• _WHAT IS NEEDED_: Please summarize the text on temporary marriage below in three sentences.

• _DOCUMENT TEXT_:
......
A temporary marriage
Have you heard of a Temporary Marriage? I am considering it. It makes sense. I may need to go to Mexico to get one; or ask a clever lawyer to construct something legally binding in my country of residence. It’s a marriage contract but with a stipulated end date, at which time the split-up clauses kick in and the marriage dissolves. Unless my partner and I decide to renew the contract or enter into an Until Death Do Us Part Marriage. I like the idea for these reasons:
- I don’t believe that the human race has evolved to a man/ women relationship lasting for 60 plus years.
- I have had my babies and able to financially look after myself. I no longer feel like I need to keep an artificial hold on my partner to secure my own or my children’s future.
- I will still need a contract: there are assets and kids to consider. You can’t contract emotions or expectations, but you can forward plan the division of assets and children for when things go wrong.
The Christian-based marriage was a workable arrangement in the millennium 1870 to 1970. When the economic agreement between man and wife was simple and based on clear roles. When we died by the age of 60.
But marriage was a very different institution before this time, and has become a very different institution since. It’s tough for those of us who were born on the cusp of this change – I’m a 1970s baby, which means my value system was shaped by the clear-cut family structures of the 50s. I also hit post-school education and the workplace in the 1990s and didn’t have to think twice about being a girl when I took on the world.
......
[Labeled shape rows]
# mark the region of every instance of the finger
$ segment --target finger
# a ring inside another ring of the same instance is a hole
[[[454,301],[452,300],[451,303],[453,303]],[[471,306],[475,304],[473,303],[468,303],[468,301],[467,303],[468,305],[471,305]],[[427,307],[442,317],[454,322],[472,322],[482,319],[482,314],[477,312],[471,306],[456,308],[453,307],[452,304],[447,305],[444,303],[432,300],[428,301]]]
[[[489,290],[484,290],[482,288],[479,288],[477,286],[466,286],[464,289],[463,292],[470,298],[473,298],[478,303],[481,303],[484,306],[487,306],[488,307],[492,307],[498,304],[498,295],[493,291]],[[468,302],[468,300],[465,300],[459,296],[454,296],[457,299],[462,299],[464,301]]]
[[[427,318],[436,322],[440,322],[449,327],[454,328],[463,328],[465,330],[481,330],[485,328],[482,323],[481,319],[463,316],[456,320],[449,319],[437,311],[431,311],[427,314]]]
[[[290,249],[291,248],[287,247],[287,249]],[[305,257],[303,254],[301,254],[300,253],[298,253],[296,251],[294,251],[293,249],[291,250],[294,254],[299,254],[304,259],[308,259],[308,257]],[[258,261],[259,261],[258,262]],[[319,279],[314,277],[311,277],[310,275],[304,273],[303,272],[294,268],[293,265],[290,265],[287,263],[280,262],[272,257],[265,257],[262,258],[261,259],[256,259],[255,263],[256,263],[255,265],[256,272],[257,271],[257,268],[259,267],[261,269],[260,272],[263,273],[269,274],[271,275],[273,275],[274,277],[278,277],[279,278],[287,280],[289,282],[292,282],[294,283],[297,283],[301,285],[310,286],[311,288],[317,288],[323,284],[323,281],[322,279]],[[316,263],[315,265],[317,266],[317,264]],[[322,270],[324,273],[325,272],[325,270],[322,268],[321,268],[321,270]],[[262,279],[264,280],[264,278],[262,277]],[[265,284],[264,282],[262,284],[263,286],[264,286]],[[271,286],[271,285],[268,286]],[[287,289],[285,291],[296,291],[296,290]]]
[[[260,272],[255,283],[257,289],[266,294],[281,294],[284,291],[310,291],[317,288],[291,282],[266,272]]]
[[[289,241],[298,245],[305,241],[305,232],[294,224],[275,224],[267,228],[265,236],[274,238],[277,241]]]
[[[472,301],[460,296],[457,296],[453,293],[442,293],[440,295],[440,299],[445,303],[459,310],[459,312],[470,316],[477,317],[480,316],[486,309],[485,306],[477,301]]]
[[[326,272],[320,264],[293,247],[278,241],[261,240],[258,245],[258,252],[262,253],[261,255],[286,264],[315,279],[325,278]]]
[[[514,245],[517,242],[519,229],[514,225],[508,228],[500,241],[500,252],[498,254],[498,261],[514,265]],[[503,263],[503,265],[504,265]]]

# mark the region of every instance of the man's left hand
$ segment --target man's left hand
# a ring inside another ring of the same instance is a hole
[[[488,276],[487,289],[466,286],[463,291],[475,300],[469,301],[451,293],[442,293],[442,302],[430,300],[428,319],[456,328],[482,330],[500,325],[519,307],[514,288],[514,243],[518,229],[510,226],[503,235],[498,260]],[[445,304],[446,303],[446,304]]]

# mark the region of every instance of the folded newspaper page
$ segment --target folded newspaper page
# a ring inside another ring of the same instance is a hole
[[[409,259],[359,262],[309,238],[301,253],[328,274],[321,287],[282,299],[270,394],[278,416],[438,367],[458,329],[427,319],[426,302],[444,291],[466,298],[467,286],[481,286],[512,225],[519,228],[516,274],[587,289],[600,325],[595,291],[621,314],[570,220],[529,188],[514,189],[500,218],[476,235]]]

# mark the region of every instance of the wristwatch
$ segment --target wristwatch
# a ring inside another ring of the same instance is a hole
......
• _RESULT FOR THIS EXERCISE_: The writer is considering a temporary marriage, which is a marriage contract with a stipulated end date when split-up clauses take effect and the marriage dissolves, unless the partners renew it or choose a lifelong marriage. The writer likes the idea because a man-woman relationship lasting 60-plus years seems beyond human nature, and having had children and being financially self-sufficient removes the need to keep an artificial hold on a partner. A contract would still let the couple plan ahead for dividing assets and children, and the writer sees the Christian-based marriage as an arrangement that worked from 1870 to 1970, when roles were clear and people died by 60.